◆ Document passage ◆
The MYC–SWI/SNF connection in rhadboid tumors

Rhabdoid tumors (RT) are rare and aggressive childhood cancers with no effective treatment options and high rates of mortality. RT are unusual among malignancies in that their etilolgy is tied to mutations in just one gene, SMARBC1, which encodes the SNF5 component of the SWI/SNF chromatin remodeler. Our interest in RT was piqued by reports that MYC target gene signatures are repeatedly activated in RT patient transcriptomes, despite there being no obvious alterations to MYC itself. 

SNF5 binds directly to MYC. We recently found that SNF5 inhibits the DNA binding capability of MYC, both in vitro and in cells. Reintroduction of SNF5 into RT cell lines decreases binding by MYC genome wide (left panel, below), providing a simple explanation for the recurring activation of MYC target genes in RT patient samples. Supporting this idea, if we compare the primary transcriptional effects of SNF5 reintroduction with MYC inhibition (we used OmoMYC, a protein-based MYC inhibitor), they are very similar (right two panels, below; read the paper if you want to know what this figure shows!).

◆ Dataset content ◆
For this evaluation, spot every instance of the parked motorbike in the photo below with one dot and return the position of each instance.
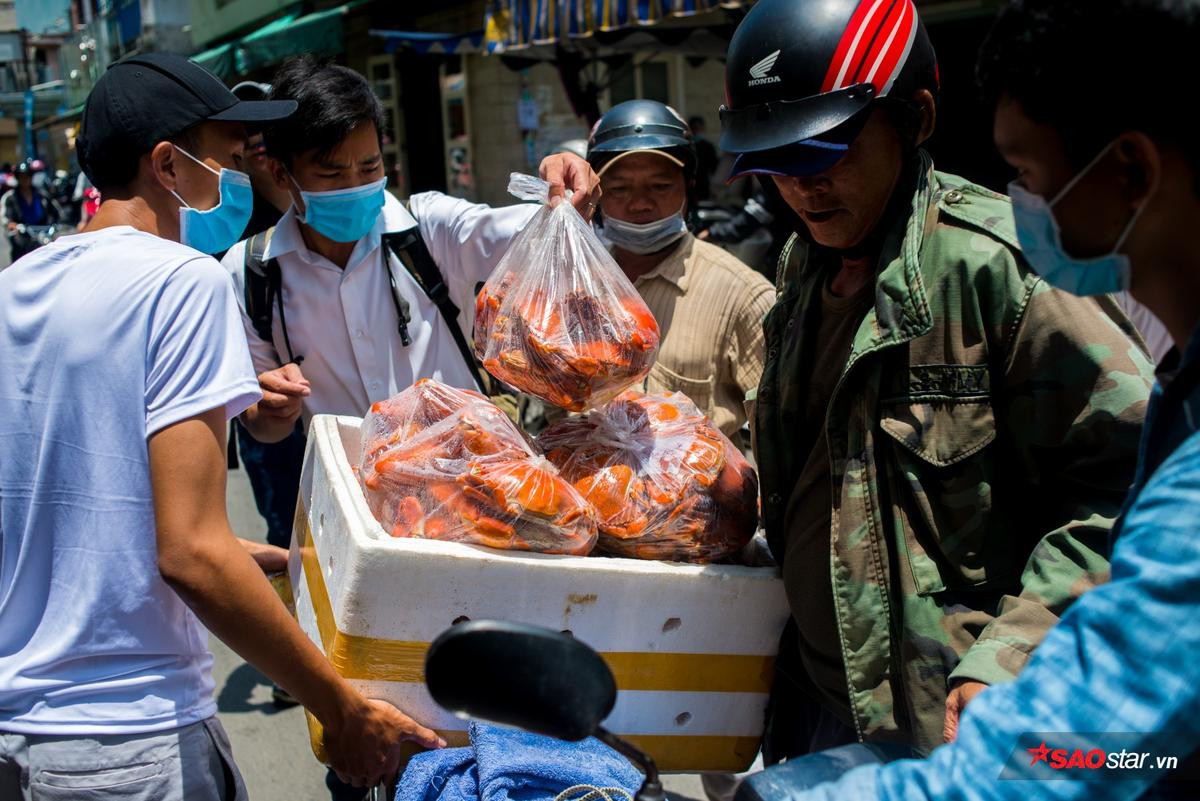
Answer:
(539, 680)
(551, 684)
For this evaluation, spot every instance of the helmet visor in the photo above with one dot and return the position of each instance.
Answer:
(803, 158)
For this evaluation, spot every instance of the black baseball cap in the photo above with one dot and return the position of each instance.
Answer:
(143, 100)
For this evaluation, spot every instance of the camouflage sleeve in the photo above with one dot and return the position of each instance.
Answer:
(1073, 401)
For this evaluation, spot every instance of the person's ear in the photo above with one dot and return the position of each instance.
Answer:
(279, 174)
(163, 164)
(1140, 166)
(927, 107)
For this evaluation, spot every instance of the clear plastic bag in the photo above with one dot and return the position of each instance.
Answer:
(557, 318)
(441, 463)
(664, 481)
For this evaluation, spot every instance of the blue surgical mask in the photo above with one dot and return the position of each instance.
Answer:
(343, 215)
(216, 229)
(645, 238)
(1041, 239)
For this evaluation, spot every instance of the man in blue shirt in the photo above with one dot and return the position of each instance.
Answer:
(1095, 109)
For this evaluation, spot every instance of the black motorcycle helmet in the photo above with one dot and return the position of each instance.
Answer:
(801, 76)
(639, 126)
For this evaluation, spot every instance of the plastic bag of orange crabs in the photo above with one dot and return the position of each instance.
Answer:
(664, 481)
(557, 318)
(442, 463)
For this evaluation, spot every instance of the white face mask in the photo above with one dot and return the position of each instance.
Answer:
(645, 238)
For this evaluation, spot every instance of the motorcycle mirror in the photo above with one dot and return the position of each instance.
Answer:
(526, 676)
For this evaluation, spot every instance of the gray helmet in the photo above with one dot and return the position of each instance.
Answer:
(641, 125)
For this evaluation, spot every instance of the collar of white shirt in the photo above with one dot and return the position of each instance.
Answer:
(287, 238)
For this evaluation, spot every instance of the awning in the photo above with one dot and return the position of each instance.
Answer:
(421, 43)
(517, 24)
(221, 60)
(319, 34)
(70, 115)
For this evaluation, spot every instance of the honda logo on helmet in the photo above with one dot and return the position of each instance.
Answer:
(759, 71)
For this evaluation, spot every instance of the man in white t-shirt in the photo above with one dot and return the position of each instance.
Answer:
(351, 324)
(124, 357)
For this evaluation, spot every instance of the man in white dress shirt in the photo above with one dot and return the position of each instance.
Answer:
(351, 324)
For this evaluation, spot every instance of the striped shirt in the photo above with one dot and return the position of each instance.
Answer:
(709, 307)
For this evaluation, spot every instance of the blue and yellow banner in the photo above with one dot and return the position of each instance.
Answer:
(515, 24)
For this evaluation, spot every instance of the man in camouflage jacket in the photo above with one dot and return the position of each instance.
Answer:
(943, 440)
(982, 439)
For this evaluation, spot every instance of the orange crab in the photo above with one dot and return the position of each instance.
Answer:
(664, 481)
(574, 350)
(466, 474)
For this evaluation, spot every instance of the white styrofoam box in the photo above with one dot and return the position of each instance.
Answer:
(691, 645)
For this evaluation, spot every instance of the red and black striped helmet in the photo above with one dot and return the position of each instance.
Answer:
(805, 71)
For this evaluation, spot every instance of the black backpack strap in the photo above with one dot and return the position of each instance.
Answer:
(263, 282)
(409, 248)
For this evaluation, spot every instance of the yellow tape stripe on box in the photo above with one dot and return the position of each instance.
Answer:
(384, 660)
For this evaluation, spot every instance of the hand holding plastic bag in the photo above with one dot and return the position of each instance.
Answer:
(557, 318)
(441, 463)
(664, 481)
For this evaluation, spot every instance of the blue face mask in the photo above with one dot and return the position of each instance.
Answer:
(216, 229)
(343, 215)
(645, 238)
(1041, 239)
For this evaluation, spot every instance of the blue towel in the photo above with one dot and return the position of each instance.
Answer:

◆ Exercise tasks ◆
a – Based on the passage about MYC and SWI/SNF in rhabdoid tumors, does each statement agree with it? Answer yes or no for each, and quote the words that decide it.
(i) SNF5 was found to inhibit the DNA binding capability of MYC only in vitro.
(ii) OmoMYC is described as a protein-based MYC inhibitor.
(iii) The rhabdoid tumor patient transcriptomes showed obvious alterations to MYC itself.
b – Continue the passage about MYC and SWI/SNF in rhabdoid tumors from where it stops.

◆ Your written answers ◆
a –
(i) No: "both in vitro and in cells"
(ii) Yes: "we used OmoMYC, a protein-based MYC inhibitor"
(iii) No: "despite there being no obvious alterations to MYC itself"

b –
We hypothesize that, in the absence of SNF5, MYC has unfettered access to its target genes, which it then binds to regulate oncogenic transcriptional processes in SNF5-null cancers. This view predicts that MYC is a defacto driver of malignant processes in RT, and that these cancers will thus be sensitive to MYC inhibitors, when they become available. 

We seek to understand the full role of MYC in sculpting the tumorigenic RT transcriptome, to determine whether MYC inhibition is a viable route to an anti-RT therapy, and to explore other intriguing connections we have uncovered between MYC and the SWI/SNF chromatin remodeling complex.